#### WHAT NEEDS TO BE DONE
Repeat the following material word for word, without changing anything.

#### RECORDS FOR THE EXERCISE
----
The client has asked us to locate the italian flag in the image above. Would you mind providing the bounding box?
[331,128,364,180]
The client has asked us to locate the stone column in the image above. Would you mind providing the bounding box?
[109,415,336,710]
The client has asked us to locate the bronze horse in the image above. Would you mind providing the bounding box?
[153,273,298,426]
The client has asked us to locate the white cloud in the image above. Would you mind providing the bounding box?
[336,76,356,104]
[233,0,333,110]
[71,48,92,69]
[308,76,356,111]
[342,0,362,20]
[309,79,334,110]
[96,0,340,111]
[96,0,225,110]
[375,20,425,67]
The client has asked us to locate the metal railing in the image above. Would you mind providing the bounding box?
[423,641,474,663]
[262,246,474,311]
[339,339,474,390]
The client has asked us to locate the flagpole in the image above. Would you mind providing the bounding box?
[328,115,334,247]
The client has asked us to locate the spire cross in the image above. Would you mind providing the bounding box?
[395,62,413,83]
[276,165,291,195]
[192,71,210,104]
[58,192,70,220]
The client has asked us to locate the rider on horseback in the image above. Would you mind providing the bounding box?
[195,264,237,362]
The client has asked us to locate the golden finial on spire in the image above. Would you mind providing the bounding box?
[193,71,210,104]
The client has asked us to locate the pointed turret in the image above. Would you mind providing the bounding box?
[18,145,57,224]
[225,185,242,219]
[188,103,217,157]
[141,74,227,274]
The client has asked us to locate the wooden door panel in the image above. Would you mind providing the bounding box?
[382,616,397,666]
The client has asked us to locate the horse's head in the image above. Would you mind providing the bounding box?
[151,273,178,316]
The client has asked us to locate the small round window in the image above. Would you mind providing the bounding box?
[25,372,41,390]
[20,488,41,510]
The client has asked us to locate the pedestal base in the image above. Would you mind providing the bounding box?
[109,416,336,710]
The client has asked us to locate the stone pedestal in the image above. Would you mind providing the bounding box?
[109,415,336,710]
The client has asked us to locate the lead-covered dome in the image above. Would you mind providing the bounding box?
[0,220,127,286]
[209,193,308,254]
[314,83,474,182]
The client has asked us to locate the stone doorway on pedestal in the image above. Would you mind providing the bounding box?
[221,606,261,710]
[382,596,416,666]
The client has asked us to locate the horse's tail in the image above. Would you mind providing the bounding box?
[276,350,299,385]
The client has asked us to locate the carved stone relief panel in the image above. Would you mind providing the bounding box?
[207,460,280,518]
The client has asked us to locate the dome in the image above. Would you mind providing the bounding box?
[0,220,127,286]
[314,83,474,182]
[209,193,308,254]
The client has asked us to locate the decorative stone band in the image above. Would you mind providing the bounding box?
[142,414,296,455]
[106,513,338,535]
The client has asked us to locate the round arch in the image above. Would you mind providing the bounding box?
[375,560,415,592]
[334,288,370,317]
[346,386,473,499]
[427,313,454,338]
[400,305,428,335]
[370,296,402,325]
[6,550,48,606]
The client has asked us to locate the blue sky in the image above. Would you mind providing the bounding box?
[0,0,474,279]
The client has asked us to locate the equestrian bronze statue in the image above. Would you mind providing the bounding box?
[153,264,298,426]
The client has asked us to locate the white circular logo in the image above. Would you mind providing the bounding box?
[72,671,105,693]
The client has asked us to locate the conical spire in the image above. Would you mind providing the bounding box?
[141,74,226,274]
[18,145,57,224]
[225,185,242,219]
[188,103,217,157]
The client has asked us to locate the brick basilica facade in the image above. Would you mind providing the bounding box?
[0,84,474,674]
----
#### SOLUTION
The client has asked us to locate the italian flag in the image above. Would you mind providing the bounding box?
[331,128,364,180]
The client has asked us to locate the stone column in the image above. Would you mind providing the bounding box?
[109,415,336,710]
The client has asked us to locate the bronze horse in the image above. Would you mind providing the bounding box?
[153,273,298,426]
The client has asked us to locate the white cloud in the image above. Would you mind providing the bounding box?
[336,76,356,104]
[233,0,333,110]
[71,48,92,69]
[308,76,356,111]
[342,0,362,20]
[309,79,334,110]
[96,0,340,111]
[96,0,225,110]
[375,20,425,67]
The client has asked us to locate the metal railing in the image above. Would you mind providing the bounding box?
[423,641,474,663]
[262,246,474,311]
[339,339,474,390]
The client has asked us to locate the flagpole in the image above. Would you mind providing the bounding box?
[328,115,334,247]
The client has asked us to locate the spire cross in the image above. Would you mind providing the bounding box?
[395,62,413,83]
[276,165,291,195]
[192,71,210,104]
[58,192,70,220]
The client has asked us to locate the rider on horseback in the image above. Would you mind providing the bounding box?
[195,264,237,362]
The client has asked us to locate the golden finial on spire in the image above. Would you mind providing the bounding box?
[193,71,210,104]
The client has asked us to locate the pointed turret in the image above. Would you mind providing the bounding box?
[18,145,57,224]
[225,185,242,219]
[188,103,217,157]
[141,74,227,274]
The client has asked us to locate the wooden door panel in the image above. Would you mind providing the bounding box?
[382,616,397,666]
The client has asked us to locate the horse's head in the image above. Would you mind providing the bounding box?
[151,273,178,316]
The client has asked us to locate the small round window in the image above. Would you mind providing the bounding box?
[25,372,41,390]
[20,488,41,510]
The client has asked us to locate the pedestal base in the image above. Would you mind providing the bounding box?
[109,416,336,710]
The client has asked us to locate the stone pedestal in the image above. Would you mind providing the bounding box?
[109,415,336,710]
The client has asked us to locate the lead-covered dome in the image above. Would you mind providing the bounding box?
[0,220,127,286]
[209,193,308,254]
[314,83,474,182]
The client has asked us to locate the stone doorway on pedestal in the image above. Would you mind providing the bounding box?
[221,606,261,710]
[382,596,416,666]
The client has asked us to locate the horse's tail in the image above. Would you mind providing the bounding box?
[276,350,299,385]
The client has asked us to locate the carved stone relief panel in the image above. Would you mind providing the bounding box?
[207,460,280,518]
The client has asked us to locate the dome in the image above. Would you mind providing the bounding box?
[0,220,127,286]
[314,83,474,182]
[209,193,308,254]
The client has asked us to locate the decorative stone band in the image above. Would you mind providing the bounding box?
[142,414,296,455]
[106,513,338,535]
The client has asked us to locate the round arch in the image above. Would you mind providing the bounding box?
[375,560,415,592]
[334,288,370,317]
[346,386,473,499]
[427,313,454,338]
[400,305,428,335]
[370,296,402,325]
[6,550,48,606]
The client has asked us to locate the blue sky in the image above. Would you mind providing the bounding box?
[0,0,474,279]
The client has asked us to locate the equestrian bronze statue in the image above. Would you mind providing the bounding box?
[153,264,298,426]
The client has asked us to locate the white circular logo in the image above. Would you mind providing the bounding box?
[72,671,105,693]
The client has asked us to locate the conical spire in the image above. Would you mind providing the bounding box?
[141,74,226,274]
[18,145,57,224]
[225,185,242,219]
[188,103,217,157]
The client has asked us to locate the brick basilica facade in the image above. Would you mind providing the bounding box?
[0,84,474,674]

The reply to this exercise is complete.